## Requirements
Copy out the text of each record below word for word, leaving out the pictures.

## start Given entries

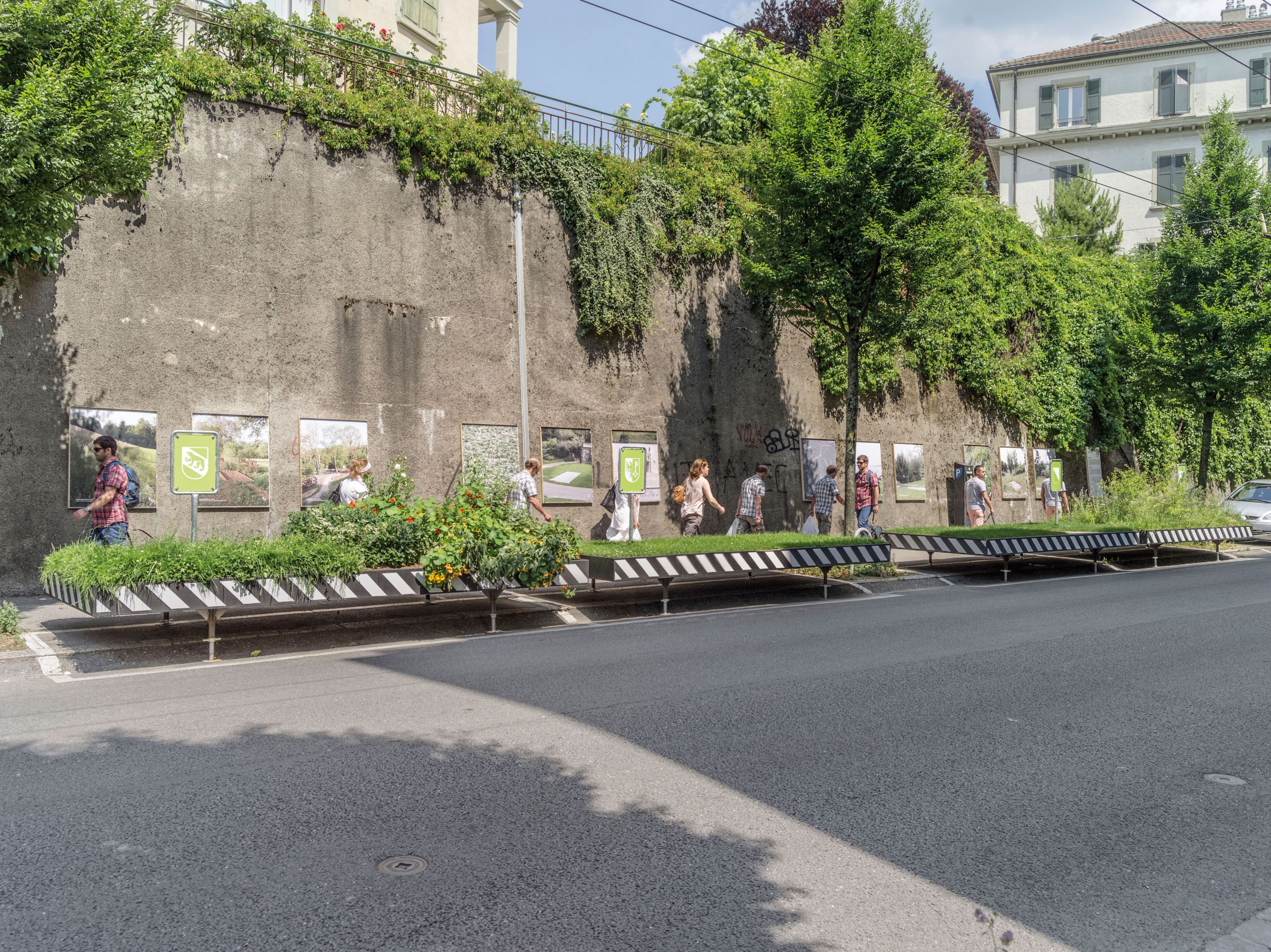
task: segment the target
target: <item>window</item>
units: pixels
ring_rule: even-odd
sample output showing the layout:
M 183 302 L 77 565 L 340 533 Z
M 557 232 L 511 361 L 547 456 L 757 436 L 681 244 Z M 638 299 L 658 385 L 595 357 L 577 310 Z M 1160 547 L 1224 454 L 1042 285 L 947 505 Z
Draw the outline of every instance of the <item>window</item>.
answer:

## end Given entries

## Response
task: segment the target
target: <item>window</item>
units: pixels
ring_rule: even-odd
sample output showing the layout:
M 183 302 L 77 565 L 340 533 Z
M 557 232 L 511 361 L 547 456 L 757 436 L 681 244 Z M 638 299 L 658 385 L 595 357 L 577 310 Z M 1160 547 L 1224 454 L 1042 285 L 947 505 Z
Draw the outline of every instance of the <item>window</item>.
answer:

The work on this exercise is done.